**Given instruction:**
Locate every line in the records below that contains the word "find", and copy each of those lines in full.

╭─ Records for processing

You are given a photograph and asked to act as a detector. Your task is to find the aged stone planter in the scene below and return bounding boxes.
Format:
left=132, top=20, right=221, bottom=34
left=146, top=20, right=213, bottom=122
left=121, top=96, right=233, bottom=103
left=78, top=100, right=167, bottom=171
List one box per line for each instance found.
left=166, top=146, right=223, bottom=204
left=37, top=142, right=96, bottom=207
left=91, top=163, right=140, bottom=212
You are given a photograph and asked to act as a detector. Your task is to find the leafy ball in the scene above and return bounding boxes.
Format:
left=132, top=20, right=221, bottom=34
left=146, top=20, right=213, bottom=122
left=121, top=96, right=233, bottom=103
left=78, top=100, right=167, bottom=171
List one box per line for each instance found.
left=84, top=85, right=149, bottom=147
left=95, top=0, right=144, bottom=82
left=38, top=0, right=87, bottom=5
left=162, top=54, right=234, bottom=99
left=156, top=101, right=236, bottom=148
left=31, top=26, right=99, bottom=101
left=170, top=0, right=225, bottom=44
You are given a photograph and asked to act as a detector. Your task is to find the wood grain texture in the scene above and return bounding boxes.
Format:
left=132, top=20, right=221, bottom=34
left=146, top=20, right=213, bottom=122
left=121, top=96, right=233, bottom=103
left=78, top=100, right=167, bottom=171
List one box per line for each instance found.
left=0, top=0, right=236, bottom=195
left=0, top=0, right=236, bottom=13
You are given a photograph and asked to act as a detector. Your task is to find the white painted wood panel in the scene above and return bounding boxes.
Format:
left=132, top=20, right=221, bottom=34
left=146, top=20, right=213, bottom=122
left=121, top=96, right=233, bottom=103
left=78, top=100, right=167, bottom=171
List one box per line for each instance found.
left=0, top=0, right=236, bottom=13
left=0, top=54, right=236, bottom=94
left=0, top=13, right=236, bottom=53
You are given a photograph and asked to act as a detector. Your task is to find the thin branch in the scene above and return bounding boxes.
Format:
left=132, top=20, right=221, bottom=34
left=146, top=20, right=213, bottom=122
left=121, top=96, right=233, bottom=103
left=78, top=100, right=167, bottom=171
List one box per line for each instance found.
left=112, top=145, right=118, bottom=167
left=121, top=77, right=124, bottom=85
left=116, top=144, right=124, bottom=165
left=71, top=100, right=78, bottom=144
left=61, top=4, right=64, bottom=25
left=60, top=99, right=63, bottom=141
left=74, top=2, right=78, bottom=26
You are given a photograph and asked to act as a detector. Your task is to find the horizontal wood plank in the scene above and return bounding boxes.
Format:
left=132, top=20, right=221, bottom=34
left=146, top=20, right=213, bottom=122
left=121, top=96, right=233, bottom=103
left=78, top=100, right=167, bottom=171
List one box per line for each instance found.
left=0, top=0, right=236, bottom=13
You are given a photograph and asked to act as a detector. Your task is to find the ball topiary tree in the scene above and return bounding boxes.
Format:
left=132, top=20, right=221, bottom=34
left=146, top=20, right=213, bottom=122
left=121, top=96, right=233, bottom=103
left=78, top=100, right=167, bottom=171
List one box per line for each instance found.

╰─

**Exercise output:**
You are given a photograph and asked to act as a detector. Your task is to find the aged stone planter in the scene below and return bounding boxes.
You are given a photograph and asked to act as a detector. Your task is to find the leafy ball in the scene above and return bounding boxes.
You are given a photograph and asked to act as a detector. Your task is to find the wood grain texture in the scene above and return bounding boxes.
You are given a photograph and asked to act as a detector. Your task is to find the white painted wood panel in the scene above and return bounding boxes.
You are given a photograph and asked to act as a detector. Your task is to find the thin branch in the scene above and return bounding boxes.
You are given a photograph and asked to act as a detector. Your task is to find the horizontal wood plank in the scene above and return bounding boxes.
You are given a photograph and asked to act as a detector. Your task is to find the ball topiary tree in the scene above and return bounding boxes.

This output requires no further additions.